INPUT:

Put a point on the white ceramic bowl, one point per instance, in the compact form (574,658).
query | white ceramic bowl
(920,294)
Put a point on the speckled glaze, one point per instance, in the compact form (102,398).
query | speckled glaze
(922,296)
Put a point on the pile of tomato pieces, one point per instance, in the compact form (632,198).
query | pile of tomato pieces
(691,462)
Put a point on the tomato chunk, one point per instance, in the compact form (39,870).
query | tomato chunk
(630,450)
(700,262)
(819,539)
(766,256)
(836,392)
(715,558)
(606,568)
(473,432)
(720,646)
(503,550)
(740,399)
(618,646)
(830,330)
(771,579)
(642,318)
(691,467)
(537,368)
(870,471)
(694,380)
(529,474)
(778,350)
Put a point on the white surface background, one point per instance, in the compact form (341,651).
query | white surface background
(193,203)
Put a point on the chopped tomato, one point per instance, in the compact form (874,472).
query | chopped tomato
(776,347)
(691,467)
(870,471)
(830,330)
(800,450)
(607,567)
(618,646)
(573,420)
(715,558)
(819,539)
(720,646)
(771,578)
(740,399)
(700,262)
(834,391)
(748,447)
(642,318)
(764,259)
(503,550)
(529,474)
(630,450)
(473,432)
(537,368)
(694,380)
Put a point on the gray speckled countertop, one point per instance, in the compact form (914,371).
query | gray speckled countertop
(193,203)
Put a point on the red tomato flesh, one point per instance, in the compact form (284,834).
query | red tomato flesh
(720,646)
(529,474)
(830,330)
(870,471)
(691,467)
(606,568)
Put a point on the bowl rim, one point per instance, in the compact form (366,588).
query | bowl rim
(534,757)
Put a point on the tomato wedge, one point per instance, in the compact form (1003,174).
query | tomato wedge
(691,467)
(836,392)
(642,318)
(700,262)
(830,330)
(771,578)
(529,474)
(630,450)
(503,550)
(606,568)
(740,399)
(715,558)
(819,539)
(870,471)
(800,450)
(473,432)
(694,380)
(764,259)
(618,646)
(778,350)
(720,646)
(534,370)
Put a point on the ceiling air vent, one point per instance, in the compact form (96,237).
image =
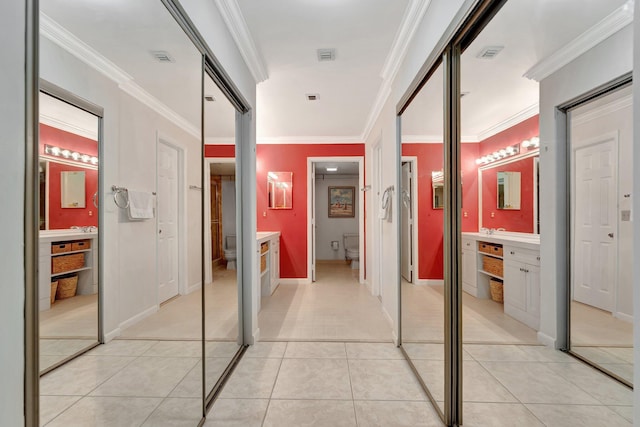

TASK PROMPT:
Show each line of the items above that contains the string "chopped", copied in full. Case counts.

FINAL RESULT:
Put a point on the chopped tomato, one point per instance, in the compact form (874,472).
query | chopped tomato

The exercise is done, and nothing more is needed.